Entries from a point annotation set
^^^^

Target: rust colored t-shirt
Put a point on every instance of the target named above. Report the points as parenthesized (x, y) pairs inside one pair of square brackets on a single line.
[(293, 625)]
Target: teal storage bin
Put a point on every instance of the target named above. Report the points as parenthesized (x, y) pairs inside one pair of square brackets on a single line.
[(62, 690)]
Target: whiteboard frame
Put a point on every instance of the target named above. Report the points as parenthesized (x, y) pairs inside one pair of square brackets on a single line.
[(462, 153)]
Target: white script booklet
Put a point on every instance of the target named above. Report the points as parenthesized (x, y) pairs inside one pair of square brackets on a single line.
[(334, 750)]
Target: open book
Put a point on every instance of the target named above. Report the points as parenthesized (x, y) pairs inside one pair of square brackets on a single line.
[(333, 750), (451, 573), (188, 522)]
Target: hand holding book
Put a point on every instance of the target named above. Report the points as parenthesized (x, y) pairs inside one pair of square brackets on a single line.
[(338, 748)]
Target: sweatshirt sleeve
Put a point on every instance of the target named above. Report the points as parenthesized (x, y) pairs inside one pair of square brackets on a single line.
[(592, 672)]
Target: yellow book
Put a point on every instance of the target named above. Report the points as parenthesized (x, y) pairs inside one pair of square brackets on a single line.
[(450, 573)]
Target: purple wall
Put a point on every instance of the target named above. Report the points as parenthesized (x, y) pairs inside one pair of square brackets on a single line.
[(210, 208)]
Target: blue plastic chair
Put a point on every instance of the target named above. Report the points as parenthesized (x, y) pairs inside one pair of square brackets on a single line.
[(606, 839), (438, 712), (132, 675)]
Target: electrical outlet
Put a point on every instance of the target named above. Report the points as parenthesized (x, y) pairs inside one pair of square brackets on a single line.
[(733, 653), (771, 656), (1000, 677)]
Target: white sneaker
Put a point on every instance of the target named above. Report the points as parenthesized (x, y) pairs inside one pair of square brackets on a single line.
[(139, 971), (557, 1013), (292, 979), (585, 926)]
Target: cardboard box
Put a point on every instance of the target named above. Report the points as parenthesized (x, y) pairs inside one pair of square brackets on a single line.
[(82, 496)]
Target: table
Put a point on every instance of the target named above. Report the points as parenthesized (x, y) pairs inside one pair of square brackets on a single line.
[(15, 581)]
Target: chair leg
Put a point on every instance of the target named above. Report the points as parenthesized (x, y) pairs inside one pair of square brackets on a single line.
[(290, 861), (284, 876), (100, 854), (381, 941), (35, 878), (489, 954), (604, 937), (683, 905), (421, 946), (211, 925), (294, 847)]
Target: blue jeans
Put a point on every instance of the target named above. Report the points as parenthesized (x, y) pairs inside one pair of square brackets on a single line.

^^^^

__Your goal__
Format the items from the first line through the line containing "[(293, 625)]", both included, as a Markdown table with the columns Row and Line, giving each line a row number and leaving out blank lines.

__Written solution__
| Row | Line |
|---|---|
| 1 | Target: rust colored t-shirt |
| 2 | Put a point on every instance of the target named above. Report the points as parenthesized (x, y) pairs inside one pair of square brackets on a single line. |
| 3 | [(293, 625)] |